* **Written request 1**
In the entries further down, find the line that contains "The service SHOULD locate every instance of the butterfly" and copy it and every line after it, stopping once you reach the line that contains "[[123, 247], [61, 80], [71, 373]]". Reproduce them word for word.

* **Document**
[BEGIN]

The Episcopal Diocese of Connecticut

Detailed Overview of the Ordination Process

OUTLINE OF THE ORDINATION PROCESSES FOR THE DIACONATE AND THE PRIESTHOOD

TITLE III: CANON  7: SECTION 5: Preparation for Ordination [to the Diaconate]

Sec. 5. Preparation for Ordination

(a) The Bishop and the Commission shall work with the Postulant or Candidate to develop and monitor a program of preparation for ordination to the Diaconate in accordance with this Canon to ensure that pastoral guidance is provided throughout the period of preparation.

(b) The Bishop may assign the Postulant or Candidate to any congregation of the Diocese or other community of faith after consultation with the Member of the Clergy or other leader exercising oversight.

(c) Formation shall take into account the local culture and each Postulant or Candidate's background, age, occupation, and ministry.

(d) Prior education and learning from life experience may be considered as part of the formation required for ordination.

(e) Wherever possible, formation for the Diaconate shall take place in community, including other persons in preparation for the Diaconate, or others preparing for ministry.

(f) Before ordination each Candidate shall be prepared in and demonstrate basic competence in five general areas:

(1) Academic studies including, The Holy Scriptures, theology, and the tradition of the Church.

(2) Diakonia and the diaconate.

(3) Human awareness and understanding.

(4) Spiritual development and discipline.

(5) Practical training and experience.

 

TITLE III: CANON 8: SECTION 5: Preparation for Ordination [to the Priesthood]

Sec. 5. Preparation for Ordination

(a) The Bishop and the Commission shall work with the Postulant or Candidate to develop and monitor a program of preparation for ordination to the Priesthood and to ensure that pastoral guidance is provided throughout the period of preparation.

(b) If the Postulant or Candidate has not previously obtained a baccalaureate degree, the Commission, Bishop, and Postulant or Candidate shall design a program of such additional academic work as may be necessary to prepare the Postulant or Candidate to undertake a program of theological education.

(c) Formation shall take into account the local culture and each Postulant or Candidate’s background, age, occupation, and ministry.

(d) Prior education and learning from life experience may be considered as part of the formation required for the Priesthood.

(e) Whenever possible, formation for the Priesthood shall take place in community, including other persons in preparation for the Priesthood, or others preparing for ministry.

(f) Formation shall include theological training, practical experience, emotional development, and spiritual formation.

(g) Subject areas for study during this program of preparation shall include:

(1) The Holy Scriptures.

(2) History of the Christian Church.

(3) Christian Theology.

(4) Christian Ethics and Moral Theology.

(5) Christian Worship according to the use of the Book of Common Prayer, the Hymnal, and authorized supplemental texts.

(6) The Practice of Ministry in contemporary society, including leadership, evangelism, stewardship, ecumenism, interfaith relations, mission theology, and the historical and contemporary experience of racial and minority groups.

[END]

* **Written request 2**
Pick up the outline of ordination preparation right after its final sentence and keep writing.

* **Records supplied**

[BEGIN]

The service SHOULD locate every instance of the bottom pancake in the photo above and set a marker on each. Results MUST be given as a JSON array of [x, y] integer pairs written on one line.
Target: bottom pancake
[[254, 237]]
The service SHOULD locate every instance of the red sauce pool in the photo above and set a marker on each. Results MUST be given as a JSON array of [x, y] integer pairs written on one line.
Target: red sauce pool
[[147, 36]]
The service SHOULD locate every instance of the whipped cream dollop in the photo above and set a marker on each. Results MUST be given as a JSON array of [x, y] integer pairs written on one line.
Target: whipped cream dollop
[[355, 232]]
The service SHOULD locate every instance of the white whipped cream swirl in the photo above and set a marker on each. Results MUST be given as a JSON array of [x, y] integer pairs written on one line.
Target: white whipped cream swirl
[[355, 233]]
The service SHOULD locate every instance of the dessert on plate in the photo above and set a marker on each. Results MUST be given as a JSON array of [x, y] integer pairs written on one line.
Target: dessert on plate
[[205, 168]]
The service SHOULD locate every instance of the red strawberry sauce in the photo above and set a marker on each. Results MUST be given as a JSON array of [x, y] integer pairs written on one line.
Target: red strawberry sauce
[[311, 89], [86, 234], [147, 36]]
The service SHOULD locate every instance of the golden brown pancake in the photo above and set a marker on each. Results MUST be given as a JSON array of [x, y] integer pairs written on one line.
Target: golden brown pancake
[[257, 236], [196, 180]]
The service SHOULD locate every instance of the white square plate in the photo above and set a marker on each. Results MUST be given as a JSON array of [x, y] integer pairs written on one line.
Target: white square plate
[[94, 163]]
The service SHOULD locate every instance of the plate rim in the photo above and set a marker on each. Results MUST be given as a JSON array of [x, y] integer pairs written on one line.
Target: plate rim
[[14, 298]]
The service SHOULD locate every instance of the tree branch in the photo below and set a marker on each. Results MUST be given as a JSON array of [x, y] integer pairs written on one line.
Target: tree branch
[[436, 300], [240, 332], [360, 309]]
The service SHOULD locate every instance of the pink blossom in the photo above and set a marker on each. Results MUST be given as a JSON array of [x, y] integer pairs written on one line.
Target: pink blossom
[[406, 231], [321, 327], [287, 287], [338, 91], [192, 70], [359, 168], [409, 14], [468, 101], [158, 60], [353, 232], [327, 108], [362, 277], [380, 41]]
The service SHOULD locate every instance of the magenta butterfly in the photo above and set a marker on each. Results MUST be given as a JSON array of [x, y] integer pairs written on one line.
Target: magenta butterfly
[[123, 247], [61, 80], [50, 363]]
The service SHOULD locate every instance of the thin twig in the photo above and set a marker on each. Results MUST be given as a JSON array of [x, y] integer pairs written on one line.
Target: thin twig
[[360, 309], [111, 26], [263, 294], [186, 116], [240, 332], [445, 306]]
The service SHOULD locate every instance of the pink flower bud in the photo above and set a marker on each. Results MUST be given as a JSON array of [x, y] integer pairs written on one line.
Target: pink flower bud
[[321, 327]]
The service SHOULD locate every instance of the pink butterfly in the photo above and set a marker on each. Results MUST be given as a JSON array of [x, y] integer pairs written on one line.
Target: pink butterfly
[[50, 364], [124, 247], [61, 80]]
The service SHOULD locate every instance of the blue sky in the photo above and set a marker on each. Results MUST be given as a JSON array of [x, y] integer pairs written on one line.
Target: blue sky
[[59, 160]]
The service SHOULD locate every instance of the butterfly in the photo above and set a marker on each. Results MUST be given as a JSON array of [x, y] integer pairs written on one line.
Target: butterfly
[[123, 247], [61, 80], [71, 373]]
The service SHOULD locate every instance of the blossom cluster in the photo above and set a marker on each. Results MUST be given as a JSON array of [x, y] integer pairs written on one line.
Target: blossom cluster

[END]

* **Task output 1**
The service SHOULD locate every instance of the butterfly in the photo above and set a marker on each. Results MUST be given as a JSON array of [x, y] integer pairs written on one line.
Target: butterfly
[[123, 247], [61, 80], [71, 373]]

* **Task output 2**
PREFACE

It is the expectation of the Commission on Ministry that all baptized members of the Church engage in ongoing discernment around their baptismal vocation; however we do recognize that sometimes there are specific calls and questions that need more focused discernment. All ministries and orders of the Church have their basis and foundation in the font of Baptism. There one discovers the riches and the risks, the bliss and the burdens, of the continual striving to attach one’s identity to Jesus the crucified and risen Lord. The vocation to this life of service can be expressed in friendship, in family, in marriage, in parenthood, in the struggle to live with integrity, compassion and hope in one’s home, work and community. The vocation to the orders of Priest or Deacon can only be heard if one is first well rooted in one’s Baptism. It has been long stated by the Church that a calling to Holy Orders must be heard not only by the individual, but also by the gathered Body of Christ where one’s identity in Christ has been nourished, challenged, sustained and shaped. This guide is offered as a help to the local gathering of Christians who are involved in the work of hearing the voice of God in the heart of one who feels drawn to consider the special ministry of Servanthood as an Episcopal Deacon for God's Mission. It is meant to provide some guidance and structure to what is essentially an imprecise, unruly, and often clumsy tool of determining what God might be up to in the interior life of a sister or brother in Christ.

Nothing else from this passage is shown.